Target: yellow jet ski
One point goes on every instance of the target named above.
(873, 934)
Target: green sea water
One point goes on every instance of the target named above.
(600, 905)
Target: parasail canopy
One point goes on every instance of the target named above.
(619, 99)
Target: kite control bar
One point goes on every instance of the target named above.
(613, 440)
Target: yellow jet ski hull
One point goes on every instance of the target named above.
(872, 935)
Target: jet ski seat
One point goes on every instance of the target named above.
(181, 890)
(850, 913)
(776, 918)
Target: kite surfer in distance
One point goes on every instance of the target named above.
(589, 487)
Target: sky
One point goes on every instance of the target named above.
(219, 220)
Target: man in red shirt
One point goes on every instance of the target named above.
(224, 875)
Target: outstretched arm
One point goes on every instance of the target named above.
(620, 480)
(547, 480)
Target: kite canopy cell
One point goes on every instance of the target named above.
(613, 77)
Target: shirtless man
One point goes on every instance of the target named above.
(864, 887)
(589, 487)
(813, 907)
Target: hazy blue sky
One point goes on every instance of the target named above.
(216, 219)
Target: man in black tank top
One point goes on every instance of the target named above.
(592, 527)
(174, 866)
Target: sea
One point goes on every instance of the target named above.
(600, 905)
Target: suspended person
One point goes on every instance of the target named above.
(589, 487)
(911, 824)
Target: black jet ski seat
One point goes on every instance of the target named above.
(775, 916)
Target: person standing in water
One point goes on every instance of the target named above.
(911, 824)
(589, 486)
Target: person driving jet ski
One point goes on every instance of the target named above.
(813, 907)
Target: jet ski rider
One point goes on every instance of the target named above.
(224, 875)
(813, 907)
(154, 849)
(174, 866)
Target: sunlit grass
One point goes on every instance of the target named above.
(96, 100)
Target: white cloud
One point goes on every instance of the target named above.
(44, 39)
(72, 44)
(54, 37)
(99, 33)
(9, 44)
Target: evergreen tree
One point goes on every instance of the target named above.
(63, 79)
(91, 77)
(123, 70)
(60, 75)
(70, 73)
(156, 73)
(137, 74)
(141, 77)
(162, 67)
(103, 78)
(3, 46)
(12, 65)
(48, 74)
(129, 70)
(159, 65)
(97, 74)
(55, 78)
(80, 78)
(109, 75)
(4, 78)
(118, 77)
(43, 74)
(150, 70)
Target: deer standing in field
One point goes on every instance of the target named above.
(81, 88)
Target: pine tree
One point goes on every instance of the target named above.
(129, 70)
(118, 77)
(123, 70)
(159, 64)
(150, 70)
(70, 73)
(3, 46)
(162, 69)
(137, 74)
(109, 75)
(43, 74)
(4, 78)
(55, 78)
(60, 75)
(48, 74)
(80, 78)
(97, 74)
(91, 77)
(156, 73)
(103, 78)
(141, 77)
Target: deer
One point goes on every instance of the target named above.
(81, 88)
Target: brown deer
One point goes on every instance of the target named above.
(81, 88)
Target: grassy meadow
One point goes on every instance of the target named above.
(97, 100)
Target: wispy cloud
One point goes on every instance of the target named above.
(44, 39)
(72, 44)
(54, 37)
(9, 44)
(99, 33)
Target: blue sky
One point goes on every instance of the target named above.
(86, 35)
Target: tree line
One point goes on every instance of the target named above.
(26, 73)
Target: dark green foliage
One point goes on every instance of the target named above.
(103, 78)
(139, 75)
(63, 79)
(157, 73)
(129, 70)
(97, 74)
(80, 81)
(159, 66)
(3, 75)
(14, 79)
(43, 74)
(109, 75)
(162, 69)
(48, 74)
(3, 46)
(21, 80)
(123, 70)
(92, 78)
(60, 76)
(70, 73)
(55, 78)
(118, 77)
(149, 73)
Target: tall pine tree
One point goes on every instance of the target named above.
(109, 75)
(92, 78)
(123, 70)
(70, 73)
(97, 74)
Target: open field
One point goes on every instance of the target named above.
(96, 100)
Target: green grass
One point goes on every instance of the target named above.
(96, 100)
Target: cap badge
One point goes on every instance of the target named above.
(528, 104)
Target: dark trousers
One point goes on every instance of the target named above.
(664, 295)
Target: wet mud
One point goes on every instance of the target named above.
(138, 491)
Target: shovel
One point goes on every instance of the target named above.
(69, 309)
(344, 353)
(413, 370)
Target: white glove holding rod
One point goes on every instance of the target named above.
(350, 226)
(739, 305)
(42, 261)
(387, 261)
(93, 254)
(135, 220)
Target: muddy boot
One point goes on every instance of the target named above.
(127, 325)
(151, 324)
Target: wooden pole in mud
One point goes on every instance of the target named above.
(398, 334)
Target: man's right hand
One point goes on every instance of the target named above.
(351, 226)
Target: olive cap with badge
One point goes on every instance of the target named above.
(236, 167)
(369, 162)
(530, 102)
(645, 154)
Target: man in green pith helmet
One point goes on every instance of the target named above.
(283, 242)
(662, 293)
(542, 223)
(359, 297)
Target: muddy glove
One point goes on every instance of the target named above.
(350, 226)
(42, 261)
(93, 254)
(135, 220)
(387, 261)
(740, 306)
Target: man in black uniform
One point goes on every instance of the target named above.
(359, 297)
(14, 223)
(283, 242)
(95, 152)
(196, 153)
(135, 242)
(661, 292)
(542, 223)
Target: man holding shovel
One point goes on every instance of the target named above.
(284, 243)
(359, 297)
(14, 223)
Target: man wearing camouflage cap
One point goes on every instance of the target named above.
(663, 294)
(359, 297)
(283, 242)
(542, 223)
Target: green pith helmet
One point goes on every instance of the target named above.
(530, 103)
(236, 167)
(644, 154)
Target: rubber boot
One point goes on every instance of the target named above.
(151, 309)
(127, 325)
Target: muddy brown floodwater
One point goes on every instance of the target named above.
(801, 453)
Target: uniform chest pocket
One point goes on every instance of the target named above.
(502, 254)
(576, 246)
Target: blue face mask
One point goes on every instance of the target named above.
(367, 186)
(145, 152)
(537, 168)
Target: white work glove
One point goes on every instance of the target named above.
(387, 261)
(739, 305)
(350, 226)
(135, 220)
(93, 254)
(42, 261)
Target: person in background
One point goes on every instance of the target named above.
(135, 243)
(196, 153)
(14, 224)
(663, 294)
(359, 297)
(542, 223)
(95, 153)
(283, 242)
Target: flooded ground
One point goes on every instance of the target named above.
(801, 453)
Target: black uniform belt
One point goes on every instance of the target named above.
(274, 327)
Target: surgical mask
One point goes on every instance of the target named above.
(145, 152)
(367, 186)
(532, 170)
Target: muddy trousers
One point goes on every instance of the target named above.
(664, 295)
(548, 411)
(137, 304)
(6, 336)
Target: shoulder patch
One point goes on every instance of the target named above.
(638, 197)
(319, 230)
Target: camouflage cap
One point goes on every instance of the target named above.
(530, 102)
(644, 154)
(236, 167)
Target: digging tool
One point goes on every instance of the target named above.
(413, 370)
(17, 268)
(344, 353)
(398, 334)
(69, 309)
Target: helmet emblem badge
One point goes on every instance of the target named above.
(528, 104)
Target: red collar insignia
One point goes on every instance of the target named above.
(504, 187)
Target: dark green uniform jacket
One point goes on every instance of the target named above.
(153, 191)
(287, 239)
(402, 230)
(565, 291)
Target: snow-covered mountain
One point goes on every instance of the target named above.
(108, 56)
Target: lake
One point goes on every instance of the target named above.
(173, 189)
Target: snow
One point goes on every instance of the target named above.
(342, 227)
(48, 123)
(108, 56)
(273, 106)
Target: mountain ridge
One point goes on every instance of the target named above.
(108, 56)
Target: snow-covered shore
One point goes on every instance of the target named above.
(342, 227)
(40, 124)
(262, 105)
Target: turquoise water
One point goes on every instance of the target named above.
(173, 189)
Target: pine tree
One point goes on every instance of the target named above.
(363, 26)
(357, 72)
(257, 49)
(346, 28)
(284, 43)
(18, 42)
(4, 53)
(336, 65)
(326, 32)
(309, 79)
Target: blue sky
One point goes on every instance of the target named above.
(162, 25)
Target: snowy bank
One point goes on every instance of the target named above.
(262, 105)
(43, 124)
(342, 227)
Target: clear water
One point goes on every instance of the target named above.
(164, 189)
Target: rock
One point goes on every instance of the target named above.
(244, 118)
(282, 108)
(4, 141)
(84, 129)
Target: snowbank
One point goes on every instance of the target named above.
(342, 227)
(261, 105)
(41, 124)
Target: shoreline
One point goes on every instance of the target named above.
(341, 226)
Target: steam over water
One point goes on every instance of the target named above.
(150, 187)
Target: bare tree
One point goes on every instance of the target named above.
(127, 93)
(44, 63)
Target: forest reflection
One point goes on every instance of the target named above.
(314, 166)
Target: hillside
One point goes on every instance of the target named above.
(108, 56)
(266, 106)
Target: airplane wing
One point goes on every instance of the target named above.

....

Given instruction: Rescale the listing from the line containing "Target: forest reflection" through its end, multiplying each point coordinate in the answers by 0.95 and rounding to whole numbers, with halves rounded up. Give every line in that span, and leave all other text unchanged.

Answer to the problem:
Target: forest reflection
One point goes on every instance of the target named above.
(298, 158)
Target: hillside
One point goes on every instance of the target named above.
(103, 53)
(253, 101)
Target: airplane wing
One point goes on every instance of the target named above.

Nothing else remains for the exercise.